● DATA SHOWN:
============================================================
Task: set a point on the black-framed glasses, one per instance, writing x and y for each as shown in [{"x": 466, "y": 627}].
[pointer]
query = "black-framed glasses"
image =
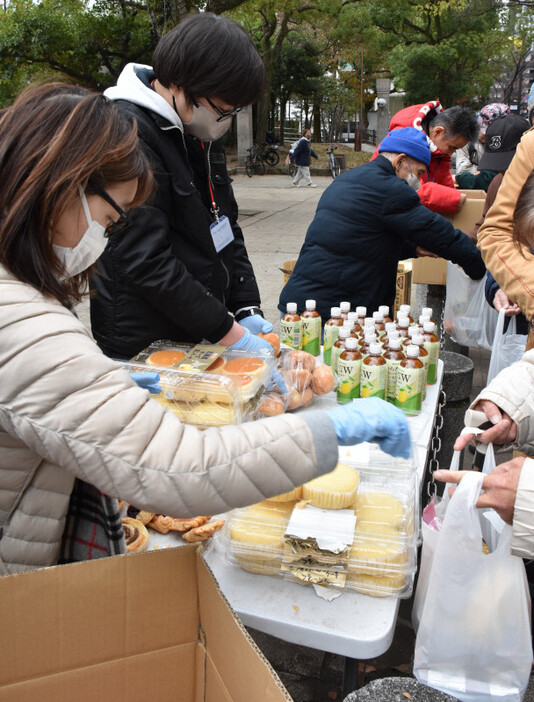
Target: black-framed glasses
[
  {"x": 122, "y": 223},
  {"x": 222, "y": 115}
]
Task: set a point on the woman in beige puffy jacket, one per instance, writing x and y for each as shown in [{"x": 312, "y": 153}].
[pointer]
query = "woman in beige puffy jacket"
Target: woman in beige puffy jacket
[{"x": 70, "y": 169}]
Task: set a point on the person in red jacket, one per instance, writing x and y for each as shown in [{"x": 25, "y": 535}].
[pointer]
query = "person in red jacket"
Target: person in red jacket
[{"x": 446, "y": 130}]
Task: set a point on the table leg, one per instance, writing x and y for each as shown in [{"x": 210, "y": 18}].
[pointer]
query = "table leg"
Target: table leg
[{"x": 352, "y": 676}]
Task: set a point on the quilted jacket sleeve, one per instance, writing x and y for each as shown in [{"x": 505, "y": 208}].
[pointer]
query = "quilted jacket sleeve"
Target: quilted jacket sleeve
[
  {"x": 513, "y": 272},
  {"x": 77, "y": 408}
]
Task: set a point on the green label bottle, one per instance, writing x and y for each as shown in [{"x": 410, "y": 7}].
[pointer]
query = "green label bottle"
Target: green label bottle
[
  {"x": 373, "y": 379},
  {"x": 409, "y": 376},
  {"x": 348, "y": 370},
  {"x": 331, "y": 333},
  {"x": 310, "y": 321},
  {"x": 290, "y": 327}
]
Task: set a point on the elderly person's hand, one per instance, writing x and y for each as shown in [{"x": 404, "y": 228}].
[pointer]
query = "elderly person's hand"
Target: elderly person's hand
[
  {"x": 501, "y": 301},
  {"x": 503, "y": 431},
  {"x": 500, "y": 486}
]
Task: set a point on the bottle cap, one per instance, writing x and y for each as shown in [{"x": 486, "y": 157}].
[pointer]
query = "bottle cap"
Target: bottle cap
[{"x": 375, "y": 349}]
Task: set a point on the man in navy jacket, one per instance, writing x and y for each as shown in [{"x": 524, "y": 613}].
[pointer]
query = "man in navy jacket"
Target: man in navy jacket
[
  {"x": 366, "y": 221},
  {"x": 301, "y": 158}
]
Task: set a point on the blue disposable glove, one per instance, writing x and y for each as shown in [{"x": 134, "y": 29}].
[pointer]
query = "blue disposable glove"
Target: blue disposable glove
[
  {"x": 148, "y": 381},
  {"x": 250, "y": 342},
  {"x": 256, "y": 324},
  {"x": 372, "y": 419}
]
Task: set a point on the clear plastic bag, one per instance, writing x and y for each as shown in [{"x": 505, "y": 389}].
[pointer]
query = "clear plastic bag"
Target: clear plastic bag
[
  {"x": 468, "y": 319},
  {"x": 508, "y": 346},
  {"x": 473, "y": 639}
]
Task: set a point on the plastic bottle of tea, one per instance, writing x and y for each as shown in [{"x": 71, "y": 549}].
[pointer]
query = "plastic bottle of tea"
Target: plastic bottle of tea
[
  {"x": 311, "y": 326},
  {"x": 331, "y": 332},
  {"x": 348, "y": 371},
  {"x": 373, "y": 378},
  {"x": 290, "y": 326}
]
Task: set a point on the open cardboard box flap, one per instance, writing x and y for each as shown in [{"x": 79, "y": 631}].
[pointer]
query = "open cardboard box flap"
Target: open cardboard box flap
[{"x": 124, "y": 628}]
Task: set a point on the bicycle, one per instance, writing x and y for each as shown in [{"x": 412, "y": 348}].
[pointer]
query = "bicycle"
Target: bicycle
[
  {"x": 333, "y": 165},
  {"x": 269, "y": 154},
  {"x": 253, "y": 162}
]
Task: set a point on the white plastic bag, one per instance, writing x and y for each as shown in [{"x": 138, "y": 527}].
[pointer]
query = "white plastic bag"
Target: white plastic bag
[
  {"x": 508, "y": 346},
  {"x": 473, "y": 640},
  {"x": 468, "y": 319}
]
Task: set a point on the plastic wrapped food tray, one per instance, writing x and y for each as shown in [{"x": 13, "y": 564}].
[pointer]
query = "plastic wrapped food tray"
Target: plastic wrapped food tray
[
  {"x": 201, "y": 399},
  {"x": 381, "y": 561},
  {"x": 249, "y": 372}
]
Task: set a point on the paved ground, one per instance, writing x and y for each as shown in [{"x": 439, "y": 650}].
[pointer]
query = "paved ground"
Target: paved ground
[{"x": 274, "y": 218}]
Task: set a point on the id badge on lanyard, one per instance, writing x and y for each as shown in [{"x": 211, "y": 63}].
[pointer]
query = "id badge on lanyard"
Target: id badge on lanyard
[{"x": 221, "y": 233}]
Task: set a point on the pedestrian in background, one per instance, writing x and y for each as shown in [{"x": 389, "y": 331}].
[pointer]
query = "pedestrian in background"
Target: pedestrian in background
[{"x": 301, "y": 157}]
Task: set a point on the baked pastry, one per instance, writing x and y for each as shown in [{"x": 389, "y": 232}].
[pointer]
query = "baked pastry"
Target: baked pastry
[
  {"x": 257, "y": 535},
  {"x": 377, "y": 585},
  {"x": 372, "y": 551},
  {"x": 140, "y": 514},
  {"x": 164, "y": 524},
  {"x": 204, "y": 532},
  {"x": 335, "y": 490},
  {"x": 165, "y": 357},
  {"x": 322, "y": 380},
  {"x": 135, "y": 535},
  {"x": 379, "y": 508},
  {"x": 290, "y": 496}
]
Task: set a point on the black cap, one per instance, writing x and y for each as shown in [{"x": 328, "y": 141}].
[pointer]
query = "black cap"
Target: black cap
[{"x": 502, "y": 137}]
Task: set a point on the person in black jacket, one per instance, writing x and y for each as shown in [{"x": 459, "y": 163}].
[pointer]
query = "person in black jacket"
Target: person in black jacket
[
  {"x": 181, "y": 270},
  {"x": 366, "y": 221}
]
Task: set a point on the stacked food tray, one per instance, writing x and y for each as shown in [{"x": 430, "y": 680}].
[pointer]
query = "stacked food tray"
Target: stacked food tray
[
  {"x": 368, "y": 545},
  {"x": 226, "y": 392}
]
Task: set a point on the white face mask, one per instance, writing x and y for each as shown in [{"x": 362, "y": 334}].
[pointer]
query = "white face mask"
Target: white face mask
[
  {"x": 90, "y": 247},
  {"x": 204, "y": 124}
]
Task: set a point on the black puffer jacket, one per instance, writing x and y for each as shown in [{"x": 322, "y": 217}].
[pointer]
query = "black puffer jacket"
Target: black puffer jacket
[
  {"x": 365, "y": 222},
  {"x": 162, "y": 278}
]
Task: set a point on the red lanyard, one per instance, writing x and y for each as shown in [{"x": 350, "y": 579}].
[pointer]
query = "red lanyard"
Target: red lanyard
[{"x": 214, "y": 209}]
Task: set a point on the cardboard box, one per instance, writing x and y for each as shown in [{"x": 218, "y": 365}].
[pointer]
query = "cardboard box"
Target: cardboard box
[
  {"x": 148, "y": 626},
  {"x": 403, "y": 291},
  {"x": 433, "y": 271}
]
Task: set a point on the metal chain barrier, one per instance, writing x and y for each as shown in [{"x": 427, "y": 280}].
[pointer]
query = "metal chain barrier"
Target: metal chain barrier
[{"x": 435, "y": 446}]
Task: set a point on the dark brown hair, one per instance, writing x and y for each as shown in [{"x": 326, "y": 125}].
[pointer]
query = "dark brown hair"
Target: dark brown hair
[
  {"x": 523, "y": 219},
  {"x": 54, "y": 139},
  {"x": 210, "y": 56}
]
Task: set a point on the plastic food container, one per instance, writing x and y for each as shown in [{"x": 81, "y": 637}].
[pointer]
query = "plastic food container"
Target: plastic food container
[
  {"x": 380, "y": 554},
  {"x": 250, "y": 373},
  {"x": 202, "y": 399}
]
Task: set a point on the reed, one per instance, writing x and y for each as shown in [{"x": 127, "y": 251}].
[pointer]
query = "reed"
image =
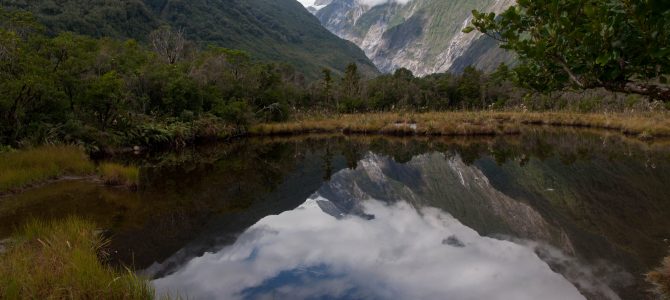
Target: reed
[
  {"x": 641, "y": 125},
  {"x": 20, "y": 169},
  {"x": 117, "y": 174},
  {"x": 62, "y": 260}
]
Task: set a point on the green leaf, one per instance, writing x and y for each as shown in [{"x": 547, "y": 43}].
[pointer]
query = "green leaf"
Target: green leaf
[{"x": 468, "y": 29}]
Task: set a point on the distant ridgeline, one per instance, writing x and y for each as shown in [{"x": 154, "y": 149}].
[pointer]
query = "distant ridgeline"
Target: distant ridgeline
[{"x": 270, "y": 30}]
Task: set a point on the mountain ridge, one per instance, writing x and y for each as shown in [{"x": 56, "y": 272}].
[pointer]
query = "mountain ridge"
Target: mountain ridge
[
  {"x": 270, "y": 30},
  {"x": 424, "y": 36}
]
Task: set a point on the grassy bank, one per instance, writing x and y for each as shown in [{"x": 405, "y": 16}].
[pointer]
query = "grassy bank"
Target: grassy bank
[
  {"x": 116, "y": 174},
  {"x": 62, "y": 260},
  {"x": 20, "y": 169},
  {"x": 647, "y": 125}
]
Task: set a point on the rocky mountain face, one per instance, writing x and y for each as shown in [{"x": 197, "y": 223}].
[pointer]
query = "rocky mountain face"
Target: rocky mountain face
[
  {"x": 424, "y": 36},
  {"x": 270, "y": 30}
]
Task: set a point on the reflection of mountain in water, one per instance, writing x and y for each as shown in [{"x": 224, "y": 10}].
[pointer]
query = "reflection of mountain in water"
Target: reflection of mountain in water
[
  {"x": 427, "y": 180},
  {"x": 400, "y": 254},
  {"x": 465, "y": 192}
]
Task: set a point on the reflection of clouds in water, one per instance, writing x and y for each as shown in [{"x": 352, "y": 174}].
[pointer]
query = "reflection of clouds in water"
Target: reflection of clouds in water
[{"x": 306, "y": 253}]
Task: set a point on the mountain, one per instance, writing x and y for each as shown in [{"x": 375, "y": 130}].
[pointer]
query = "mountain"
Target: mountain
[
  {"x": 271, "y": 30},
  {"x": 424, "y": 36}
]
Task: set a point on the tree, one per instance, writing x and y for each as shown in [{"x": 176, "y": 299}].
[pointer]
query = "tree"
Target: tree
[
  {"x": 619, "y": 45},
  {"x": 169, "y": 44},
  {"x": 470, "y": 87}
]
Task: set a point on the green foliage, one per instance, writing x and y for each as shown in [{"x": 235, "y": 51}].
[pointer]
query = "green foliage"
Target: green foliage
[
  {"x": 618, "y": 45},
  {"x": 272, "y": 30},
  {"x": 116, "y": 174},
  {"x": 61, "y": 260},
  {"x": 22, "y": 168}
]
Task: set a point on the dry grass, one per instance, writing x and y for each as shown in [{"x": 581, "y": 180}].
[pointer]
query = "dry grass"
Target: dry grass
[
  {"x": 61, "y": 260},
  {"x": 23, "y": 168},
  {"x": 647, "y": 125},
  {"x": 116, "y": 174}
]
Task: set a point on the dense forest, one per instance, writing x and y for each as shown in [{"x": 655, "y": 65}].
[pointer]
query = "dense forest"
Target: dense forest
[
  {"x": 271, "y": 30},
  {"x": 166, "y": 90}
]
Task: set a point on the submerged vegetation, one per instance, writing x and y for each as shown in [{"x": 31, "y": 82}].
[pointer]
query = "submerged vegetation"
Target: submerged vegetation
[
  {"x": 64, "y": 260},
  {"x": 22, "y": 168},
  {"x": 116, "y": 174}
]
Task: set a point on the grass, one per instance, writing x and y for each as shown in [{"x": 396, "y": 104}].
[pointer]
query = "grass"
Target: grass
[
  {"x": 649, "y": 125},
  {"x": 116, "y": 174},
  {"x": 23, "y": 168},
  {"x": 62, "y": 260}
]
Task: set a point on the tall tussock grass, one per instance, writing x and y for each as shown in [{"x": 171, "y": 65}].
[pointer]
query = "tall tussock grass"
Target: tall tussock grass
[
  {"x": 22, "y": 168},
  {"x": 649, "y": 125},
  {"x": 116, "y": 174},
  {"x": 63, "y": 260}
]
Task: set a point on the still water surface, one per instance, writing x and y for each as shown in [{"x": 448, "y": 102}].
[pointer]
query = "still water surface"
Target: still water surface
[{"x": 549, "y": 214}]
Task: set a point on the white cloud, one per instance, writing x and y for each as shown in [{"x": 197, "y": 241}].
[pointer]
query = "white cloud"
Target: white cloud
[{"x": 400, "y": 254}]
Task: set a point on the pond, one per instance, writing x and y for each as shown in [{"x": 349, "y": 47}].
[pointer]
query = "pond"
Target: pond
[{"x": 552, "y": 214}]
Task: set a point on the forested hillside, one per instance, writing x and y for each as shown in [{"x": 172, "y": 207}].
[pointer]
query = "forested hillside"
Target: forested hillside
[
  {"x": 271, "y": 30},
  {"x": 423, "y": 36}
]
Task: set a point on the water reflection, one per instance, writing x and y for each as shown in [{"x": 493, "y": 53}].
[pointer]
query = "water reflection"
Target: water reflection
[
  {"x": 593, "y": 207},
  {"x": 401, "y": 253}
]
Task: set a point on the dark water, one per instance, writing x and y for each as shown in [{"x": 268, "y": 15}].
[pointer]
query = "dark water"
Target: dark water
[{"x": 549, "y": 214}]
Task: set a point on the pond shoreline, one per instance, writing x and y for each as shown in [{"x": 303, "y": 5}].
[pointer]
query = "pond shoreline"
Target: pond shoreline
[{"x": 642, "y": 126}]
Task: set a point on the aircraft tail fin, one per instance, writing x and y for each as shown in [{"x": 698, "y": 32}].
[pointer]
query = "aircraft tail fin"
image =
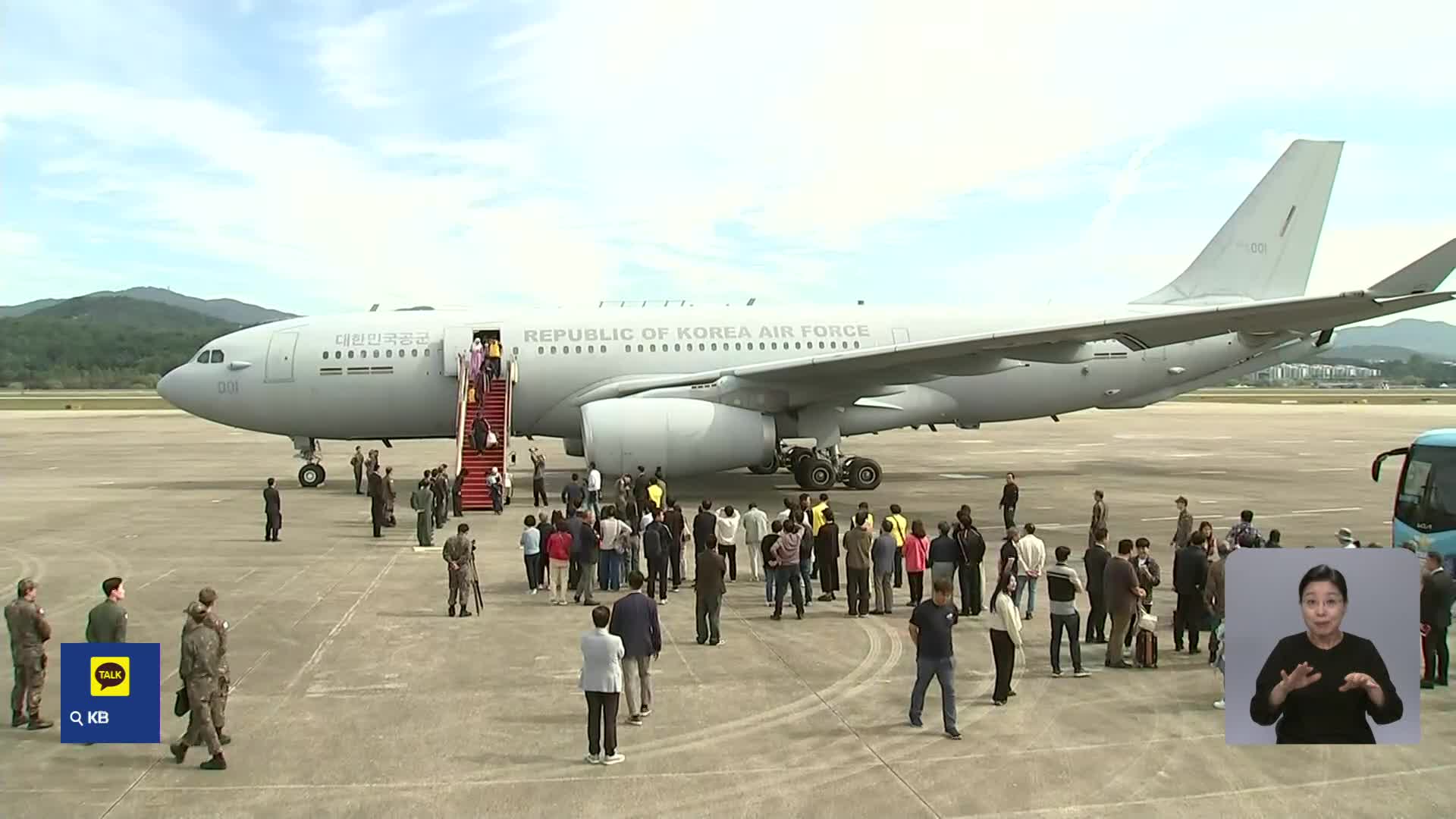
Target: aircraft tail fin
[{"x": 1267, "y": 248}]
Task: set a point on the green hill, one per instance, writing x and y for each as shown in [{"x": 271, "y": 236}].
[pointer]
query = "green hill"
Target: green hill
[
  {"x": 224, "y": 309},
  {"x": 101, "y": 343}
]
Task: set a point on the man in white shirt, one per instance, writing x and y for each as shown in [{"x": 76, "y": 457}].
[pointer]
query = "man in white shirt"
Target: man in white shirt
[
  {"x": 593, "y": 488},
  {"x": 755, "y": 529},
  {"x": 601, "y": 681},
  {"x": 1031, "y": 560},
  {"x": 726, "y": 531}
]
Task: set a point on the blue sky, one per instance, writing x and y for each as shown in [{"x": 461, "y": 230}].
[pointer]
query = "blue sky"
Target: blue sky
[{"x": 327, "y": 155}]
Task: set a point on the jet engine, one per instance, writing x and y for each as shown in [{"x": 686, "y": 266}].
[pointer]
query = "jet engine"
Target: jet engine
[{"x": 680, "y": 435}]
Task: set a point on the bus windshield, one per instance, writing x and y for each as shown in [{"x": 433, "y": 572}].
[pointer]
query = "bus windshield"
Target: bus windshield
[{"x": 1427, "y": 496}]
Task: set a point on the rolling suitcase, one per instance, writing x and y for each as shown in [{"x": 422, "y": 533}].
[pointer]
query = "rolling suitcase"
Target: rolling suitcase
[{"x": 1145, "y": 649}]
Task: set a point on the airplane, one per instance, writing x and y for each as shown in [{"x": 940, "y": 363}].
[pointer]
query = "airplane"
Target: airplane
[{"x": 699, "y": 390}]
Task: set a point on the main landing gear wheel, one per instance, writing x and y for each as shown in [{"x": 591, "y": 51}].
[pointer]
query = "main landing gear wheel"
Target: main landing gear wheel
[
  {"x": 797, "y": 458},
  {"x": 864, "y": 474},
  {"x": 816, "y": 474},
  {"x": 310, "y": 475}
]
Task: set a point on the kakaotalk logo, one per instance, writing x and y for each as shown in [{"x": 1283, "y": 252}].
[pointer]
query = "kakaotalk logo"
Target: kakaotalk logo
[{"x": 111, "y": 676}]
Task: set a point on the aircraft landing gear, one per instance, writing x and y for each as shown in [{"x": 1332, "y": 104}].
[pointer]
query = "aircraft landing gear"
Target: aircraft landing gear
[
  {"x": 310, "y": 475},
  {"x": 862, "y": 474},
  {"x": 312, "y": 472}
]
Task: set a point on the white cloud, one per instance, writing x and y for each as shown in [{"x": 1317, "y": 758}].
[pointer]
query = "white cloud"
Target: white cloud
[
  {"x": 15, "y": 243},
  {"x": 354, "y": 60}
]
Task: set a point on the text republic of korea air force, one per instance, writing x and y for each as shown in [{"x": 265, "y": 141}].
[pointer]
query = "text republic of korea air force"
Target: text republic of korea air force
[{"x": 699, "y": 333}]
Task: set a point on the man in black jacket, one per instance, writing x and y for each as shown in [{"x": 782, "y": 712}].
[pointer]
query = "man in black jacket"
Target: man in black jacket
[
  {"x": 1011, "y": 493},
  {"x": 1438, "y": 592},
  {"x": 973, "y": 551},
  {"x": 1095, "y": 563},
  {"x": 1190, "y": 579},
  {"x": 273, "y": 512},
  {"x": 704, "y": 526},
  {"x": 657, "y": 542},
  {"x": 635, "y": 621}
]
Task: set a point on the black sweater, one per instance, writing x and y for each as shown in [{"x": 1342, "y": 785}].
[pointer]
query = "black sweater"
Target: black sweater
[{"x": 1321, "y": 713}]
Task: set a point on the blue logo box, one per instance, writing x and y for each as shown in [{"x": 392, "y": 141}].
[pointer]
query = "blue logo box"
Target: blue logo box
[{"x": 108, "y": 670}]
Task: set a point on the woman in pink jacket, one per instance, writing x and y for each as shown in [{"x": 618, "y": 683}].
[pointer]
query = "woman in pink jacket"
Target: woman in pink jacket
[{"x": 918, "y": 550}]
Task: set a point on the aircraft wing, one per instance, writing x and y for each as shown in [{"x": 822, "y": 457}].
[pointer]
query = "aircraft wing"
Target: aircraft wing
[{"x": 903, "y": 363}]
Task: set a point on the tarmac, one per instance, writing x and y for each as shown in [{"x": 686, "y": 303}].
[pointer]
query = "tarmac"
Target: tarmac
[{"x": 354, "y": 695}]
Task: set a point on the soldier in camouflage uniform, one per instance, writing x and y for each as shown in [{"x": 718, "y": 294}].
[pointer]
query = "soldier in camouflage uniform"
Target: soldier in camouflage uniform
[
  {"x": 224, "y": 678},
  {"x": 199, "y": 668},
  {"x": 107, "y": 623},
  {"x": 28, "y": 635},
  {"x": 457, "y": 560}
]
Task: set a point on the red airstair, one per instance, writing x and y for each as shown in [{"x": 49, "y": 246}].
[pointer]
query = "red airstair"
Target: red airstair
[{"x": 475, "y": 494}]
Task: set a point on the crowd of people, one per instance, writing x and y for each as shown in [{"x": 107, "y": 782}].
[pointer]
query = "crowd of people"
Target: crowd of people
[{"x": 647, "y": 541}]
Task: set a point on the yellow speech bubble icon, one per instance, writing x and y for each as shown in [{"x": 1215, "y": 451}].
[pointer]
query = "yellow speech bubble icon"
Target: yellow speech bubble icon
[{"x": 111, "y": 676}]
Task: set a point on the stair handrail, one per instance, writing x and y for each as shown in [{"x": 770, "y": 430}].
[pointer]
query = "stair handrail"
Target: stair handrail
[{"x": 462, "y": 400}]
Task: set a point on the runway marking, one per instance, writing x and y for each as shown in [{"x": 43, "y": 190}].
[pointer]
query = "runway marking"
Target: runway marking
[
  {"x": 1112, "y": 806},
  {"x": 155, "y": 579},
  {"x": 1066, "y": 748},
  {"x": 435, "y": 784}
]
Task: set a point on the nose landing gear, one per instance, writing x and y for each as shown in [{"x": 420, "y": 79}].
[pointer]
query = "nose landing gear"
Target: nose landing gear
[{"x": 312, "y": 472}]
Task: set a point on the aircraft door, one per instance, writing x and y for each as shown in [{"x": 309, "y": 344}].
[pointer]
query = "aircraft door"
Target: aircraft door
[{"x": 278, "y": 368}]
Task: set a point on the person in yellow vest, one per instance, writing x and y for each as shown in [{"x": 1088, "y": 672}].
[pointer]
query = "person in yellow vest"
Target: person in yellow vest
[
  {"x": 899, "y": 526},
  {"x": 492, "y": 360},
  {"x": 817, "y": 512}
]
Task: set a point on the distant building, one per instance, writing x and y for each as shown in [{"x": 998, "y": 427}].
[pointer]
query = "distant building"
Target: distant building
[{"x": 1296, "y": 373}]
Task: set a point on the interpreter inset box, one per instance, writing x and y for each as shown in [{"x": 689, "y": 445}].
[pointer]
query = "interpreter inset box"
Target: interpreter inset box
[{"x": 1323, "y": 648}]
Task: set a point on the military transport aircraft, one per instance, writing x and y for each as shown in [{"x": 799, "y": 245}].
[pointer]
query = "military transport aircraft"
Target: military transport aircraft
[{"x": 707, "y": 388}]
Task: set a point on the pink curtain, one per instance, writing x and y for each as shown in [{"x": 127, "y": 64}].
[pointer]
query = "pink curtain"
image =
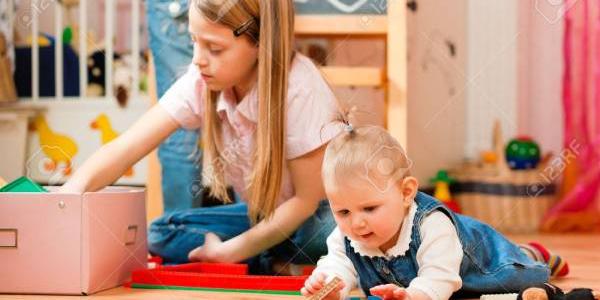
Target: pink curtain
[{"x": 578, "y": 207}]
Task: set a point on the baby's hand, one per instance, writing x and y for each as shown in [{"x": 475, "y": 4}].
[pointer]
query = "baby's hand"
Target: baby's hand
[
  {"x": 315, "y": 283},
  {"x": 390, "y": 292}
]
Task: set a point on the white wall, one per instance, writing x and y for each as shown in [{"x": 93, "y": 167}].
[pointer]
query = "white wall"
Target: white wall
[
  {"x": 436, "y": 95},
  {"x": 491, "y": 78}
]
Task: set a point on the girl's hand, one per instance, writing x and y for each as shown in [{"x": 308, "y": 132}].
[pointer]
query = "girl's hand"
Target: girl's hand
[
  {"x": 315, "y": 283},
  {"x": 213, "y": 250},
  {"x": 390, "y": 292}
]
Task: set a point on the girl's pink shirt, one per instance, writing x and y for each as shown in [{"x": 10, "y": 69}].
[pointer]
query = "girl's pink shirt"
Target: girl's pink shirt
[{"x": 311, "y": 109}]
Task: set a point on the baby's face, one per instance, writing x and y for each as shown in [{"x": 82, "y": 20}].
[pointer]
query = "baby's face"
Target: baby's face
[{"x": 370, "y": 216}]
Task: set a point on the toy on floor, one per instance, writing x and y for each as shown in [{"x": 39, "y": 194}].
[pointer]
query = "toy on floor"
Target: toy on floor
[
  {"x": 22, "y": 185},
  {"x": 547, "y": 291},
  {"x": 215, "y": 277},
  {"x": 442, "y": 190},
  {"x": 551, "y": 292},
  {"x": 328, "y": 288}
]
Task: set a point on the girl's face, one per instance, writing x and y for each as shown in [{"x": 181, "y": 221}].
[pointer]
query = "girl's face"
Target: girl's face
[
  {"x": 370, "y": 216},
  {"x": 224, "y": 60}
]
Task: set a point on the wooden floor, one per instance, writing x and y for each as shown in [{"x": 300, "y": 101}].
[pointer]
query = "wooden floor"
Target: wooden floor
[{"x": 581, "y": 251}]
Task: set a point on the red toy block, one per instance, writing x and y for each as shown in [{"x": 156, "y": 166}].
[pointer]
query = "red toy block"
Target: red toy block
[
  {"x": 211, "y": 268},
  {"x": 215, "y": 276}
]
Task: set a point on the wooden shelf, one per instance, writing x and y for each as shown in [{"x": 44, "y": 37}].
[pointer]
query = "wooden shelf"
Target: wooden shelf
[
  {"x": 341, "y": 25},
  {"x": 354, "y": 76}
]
============================================================
● WHAT THE TASK ASKS: The answer consists only of the lines from the one containing "Task: set a point on the baby's face, one" to the end of the records, each written out exactly.

● SOLVED PROBLEM:
Task: set a point on the baby's face, one per instance, writing x and y for each as shown in [{"x": 82, "y": 20}].
[pointer]
query = "baby's face"
Target: baby's face
[{"x": 370, "y": 216}]
Task: set a point on the toy on floor, one per instance, writing x and y for each as shown in [{"x": 39, "y": 194}].
[pointer]
query = "toy on floor"
Target: toy on floor
[
  {"x": 22, "y": 185},
  {"x": 547, "y": 291},
  {"x": 215, "y": 277},
  {"x": 442, "y": 190},
  {"x": 551, "y": 292},
  {"x": 328, "y": 288}
]
Task: set a point on the girl's face, one per instance, writing x and y for each as shown in [{"x": 181, "y": 221}].
[pointer]
query = "girl's face"
Target: girl's face
[
  {"x": 370, "y": 216},
  {"x": 224, "y": 60}
]
Task: set a point on the wooden floor, one per instance, writing x and y for each as shown in [{"x": 300, "y": 101}].
[pointer]
query = "wooden floor"
Target: wooden floor
[{"x": 581, "y": 251}]
Task: set a point on the red toy block, one per instance, writing x and y for each as shown in [{"x": 156, "y": 166}].
[pointer]
query = "red toy block"
Target: red toy block
[
  {"x": 211, "y": 268},
  {"x": 215, "y": 276}
]
Task: set a point on the wooden shelf, one per instance, writing x and y for each as shown in [{"x": 44, "y": 37}].
[pointer]
query = "wooden shelf"
Target: wooden shelf
[
  {"x": 341, "y": 25},
  {"x": 354, "y": 76}
]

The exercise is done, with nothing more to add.